BEGIN The input

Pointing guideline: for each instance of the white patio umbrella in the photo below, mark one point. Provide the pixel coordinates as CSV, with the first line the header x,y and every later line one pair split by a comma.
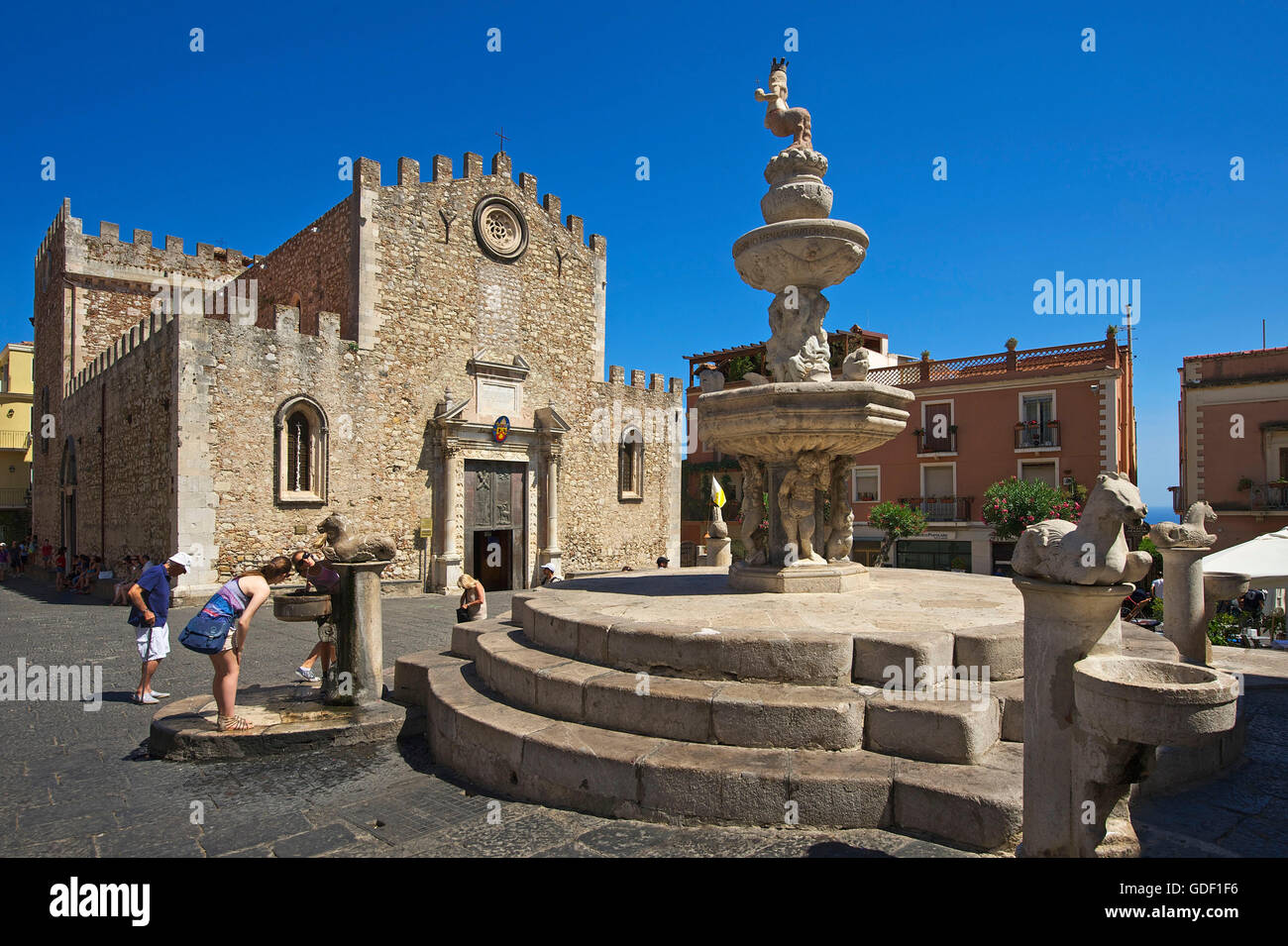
x,y
1265,559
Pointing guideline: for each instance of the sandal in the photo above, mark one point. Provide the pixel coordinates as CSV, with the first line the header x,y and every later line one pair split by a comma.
x,y
233,723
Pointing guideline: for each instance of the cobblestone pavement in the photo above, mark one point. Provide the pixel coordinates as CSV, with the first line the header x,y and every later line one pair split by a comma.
x,y
76,783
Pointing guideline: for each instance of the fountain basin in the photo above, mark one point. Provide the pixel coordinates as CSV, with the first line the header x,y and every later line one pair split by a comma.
x,y
1153,701
299,607
778,422
800,253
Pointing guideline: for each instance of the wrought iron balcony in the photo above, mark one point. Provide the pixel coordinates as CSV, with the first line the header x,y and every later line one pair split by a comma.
x,y
941,508
926,443
14,441
1037,435
1269,495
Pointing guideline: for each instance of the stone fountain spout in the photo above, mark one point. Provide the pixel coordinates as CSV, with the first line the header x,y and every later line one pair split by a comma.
x,y
1094,718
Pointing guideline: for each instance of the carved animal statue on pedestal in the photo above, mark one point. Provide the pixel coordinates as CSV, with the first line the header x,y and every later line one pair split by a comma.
x,y
784,121
855,366
1189,534
709,378
1094,551
339,545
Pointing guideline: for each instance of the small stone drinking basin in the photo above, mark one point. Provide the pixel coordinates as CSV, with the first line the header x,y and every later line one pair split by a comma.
x,y
1153,701
300,606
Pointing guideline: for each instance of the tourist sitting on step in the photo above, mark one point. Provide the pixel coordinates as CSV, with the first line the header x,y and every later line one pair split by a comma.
x,y
129,575
473,600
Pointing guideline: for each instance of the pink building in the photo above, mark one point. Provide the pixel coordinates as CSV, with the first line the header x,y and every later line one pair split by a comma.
x,y
1061,415
1234,442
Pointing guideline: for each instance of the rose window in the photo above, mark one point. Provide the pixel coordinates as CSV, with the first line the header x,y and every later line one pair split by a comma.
x,y
501,229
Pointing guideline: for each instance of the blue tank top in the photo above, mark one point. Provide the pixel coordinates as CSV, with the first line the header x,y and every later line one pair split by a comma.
x,y
228,601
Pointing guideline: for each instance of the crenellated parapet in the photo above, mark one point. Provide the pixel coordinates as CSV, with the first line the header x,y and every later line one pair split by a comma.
x,y
106,255
368,176
158,330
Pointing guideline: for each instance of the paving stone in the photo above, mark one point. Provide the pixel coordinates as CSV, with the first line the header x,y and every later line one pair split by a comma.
x,y
316,843
626,838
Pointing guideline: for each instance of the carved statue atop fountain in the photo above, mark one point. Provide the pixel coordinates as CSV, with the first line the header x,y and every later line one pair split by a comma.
x,y
784,121
793,429
1094,551
1190,533
340,545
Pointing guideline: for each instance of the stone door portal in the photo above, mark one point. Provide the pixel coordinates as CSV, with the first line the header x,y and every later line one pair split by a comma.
x,y
494,523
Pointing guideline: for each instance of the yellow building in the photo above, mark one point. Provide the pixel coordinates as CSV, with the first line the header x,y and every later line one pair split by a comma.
x,y
16,396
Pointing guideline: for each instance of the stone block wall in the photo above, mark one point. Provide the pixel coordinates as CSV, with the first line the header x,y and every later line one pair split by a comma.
x,y
90,291
309,270
394,299
120,413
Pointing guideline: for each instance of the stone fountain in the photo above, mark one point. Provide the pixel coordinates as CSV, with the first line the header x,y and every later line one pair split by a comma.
x,y
346,710
795,435
1095,718
900,699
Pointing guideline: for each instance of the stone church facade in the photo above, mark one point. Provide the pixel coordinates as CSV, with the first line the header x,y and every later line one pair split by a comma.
x,y
426,360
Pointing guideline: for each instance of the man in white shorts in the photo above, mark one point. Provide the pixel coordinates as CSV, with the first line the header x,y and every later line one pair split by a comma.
x,y
150,613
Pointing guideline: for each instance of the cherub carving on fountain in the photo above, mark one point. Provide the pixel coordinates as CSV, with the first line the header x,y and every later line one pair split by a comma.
x,y
752,508
784,121
1094,551
797,504
798,348
1189,534
840,537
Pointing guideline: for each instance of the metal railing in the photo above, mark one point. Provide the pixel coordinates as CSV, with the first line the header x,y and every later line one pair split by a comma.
x,y
1037,435
941,508
912,373
936,444
14,439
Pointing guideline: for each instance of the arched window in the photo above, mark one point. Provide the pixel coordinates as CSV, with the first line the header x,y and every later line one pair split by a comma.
x,y
630,467
301,451
44,413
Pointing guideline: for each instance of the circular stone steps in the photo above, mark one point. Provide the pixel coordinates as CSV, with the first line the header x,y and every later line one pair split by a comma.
x,y
695,710
838,712
529,757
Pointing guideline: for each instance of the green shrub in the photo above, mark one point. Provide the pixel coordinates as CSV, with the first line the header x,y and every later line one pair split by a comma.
x,y
1014,504
897,521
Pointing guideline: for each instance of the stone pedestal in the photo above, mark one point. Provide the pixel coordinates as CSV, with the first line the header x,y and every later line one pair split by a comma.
x,y
1063,623
832,578
1183,604
719,551
357,676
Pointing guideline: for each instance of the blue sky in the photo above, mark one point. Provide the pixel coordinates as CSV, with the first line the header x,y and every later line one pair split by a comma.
x,y
1113,163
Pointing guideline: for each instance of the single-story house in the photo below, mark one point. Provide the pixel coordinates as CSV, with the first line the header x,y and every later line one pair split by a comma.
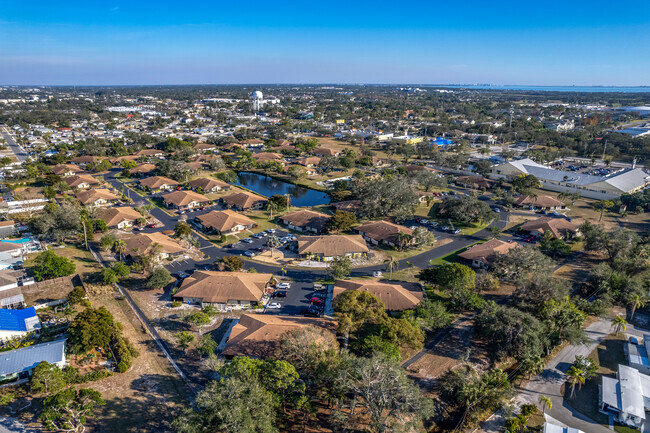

END The input

■ Prompt ■
Rewrite the entire listing above, switching each "Pointing guideline" to "Marking rule" and keeping everything else the same. Leave the pictures out of your answer.

■ Result of the task ■
Marking rule: for each instance of the white patio umbrella in the photo below, mark one point. Provide the pixel coordinates as CSV, with the first line the header x,y and every later line one pair split by a comma.
x,y
1265,559
Marking rule: for each instance of the sandal in the photo above, mark one point. Provide the pixel coordinates as CSV, with the first line the header x,y and every later line one pair split by a comma.
x,y
233,723
Marking rule: for each instance of the cobblestone pavement in the photo above, mark one point. Provide the pixel coordinates as CSV, with the first line the header x,y and every later line one pair split by a comma.
x,y
76,783
Marking rule: for each instance of the fountain basin in the photo above, mark one point. Provide the pixel coordinates as CSV, with the first line the header x,y and every later line one pair split by a comma.
x,y
1153,701
299,607
778,422
800,253
Marking rule: for each instance of the wrought iron balcony in the photo above, mark one point. Provide the pixel coordinates as CSV, with the first line the header x,y and every later line one pair split by a comma.
x,y
941,508
926,443
14,441
1037,435
1269,495
Marking rule: for each instance of the stone fountain spout in the photo above, mark one point. Provide the pixel coordinates as CSV, with the first line the header x,y and every later line one pair split by a comma.
x,y
1094,718
Marking rule: for each instance of the carved animal statue on pedestal in the photo above, mark one point. Provide the pixel coordinates as CSV, with the first line the header x,y and every later line one pair split by a comma.
x,y
784,121
855,366
1189,534
709,378
1094,551
339,545
Marking rule: for each instance of the small stone drinking basin in the photo above, mark one point. Provide the pixel coordinates as CSV, with the first line the header x,y and every later line one pair split by a comma.
x,y
1153,701
300,606
Marking rule: for each instance of the tourist sitting on step in the photo above, mark one point. Provide the pixel coordinates as CSV, with the first line the header x,y and every later line one pair split by a comma.
x,y
129,575
473,600
Marking rule: for each instance of the pink building in the photo above, mark one point. Provide the pixel coordinates as CSV, with the first line the header x,y and every later line one pair split by a comma.
x,y
1061,415
1234,442
Marking rule: for each instance of the rose window in the photo above, mark one point. Provide the pixel coordinates as CSV, with the first line the header x,y and every later line one pair split by a comma.
x,y
501,229
Marking rule: for each instance of the blue tank top in the photo above, mark one point. Provide the pixel coordinates as CSV, with the first line the header x,y and every later line one pair split by a comma.
x,y
228,601
Marking rule: for each instance of the crenellated parapet in the photo above, mark one point. Provide the pixel coordinates as CSV, with the first line the header x,y and every later line one pair split by a comma.
x,y
106,255
368,176
158,330
Marking rule: for each instance of the paving stone in the photo above, mark one point. Provide the pixel coordinates as CSV, with the first line the header x,y and every later line one pair split by a comma.
x,y
316,843
626,838
Marking rule: for each instance of the carved statue atop fountain in the photo above, mark one point. Provide the pixel coordinates as CSV, with the first line the header x,y and every later line one pair split by a comma.
x,y
784,121
793,429
1094,551
1190,533
340,545
Marking rule: for each instance of the stone door portal in the photo above, mark one point. Provide the pixel coordinates as CSV, with the first line the header x,y and every later line one pair split by a comma.
x,y
494,523
Marking rule: for each instance of the yellow building in the photo above, mark one point. Provide the pixel coordinates as CSV, with the first line the header x,y and every later line one pair split by a comma.
x,y
16,396
Marking rule: for each instance of the stone block wall in the photo above, mark one point. Provide the pixel coordinates as CSV, with the first line the header x,y and every later line one pair split by a comma.
x,y
90,291
309,270
394,299
120,413
Marking rule: for each instance of the stone fountain in the photo above, mark one point. Provide the pixel coordinates as CSV, with the first line the header x,y and every later line one pair split by a comma.
x,y
346,710
795,435
1095,718
900,699
Marking rule: for each instance of the stone church facade in the photo above, mark one point. Provide the pixel coordinates as CSV, with the first line the header x,y and every later line one pair split by a comma.
x,y
426,360
Marking rule: for each instance of the man in white shorts in the photo above, mark one point. Provide the pixel coordinates as CSV, with the first line the header x,y and every later line one pair split by a comma.
x,y
150,613
Marking rule: for each instance of the cherub carving on fountain in the photo above, mark one point. Provide the pixel coordinates as CSV, with the first line the header x,y and every later line one pair split by a comma.
x,y
752,508
784,121
1094,551
797,504
798,348
1189,534
840,537
Marking rule: for each instance of the metal railing in the photo above, mark one point. Provide the pixel coordinates as CSV, with the first line the header x,y and every later line one pair split by a comma.
x,y
1037,435
941,508
912,373
936,444
14,439
Marking rule: for each instance of the arched window in the photo above, mark one point. Provide the pixel coordinates as CSV, with the first line the header x,y and every later line one pair split by a comma.
x,y
630,467
301,451
44,413
Marking rule: for each instance of the circular stone steps in the photo above, mark one point. Provide the pixel coordinates as CSV, with the first line the header x,y and every later line one pair split by a comma.
x,y
695,710
838,712
529,757
Marking rule: for each instance of the green shrub in the photo above, mark one point. Provide the pixel coordinates as CSV, with the first line the header x,y and every later line one pair split by a comma.
x,y
1014,504
897,521
Marking rule: for each instance of the stone pedestal in the photo above, mark one point. Provide the pixel coordinates as CSV, with the first line the header x,y and every later line one pair split by a comma.
x,y
1063,623
832,578
1183,604
719,551
357,676
Marking rule: for each instance of the blue sky in the photo above, mark one point. Provide the pixel coordinates as CSV, with the first line the header x,y and every later line one pair split by a comma.
x,y
1113,163
Marking rule: for each instance of the single-story house in the photo below, mark one point. Provide the pixel coordinates as CSV, with the first line the header x,y and every later line one pair split by a comma.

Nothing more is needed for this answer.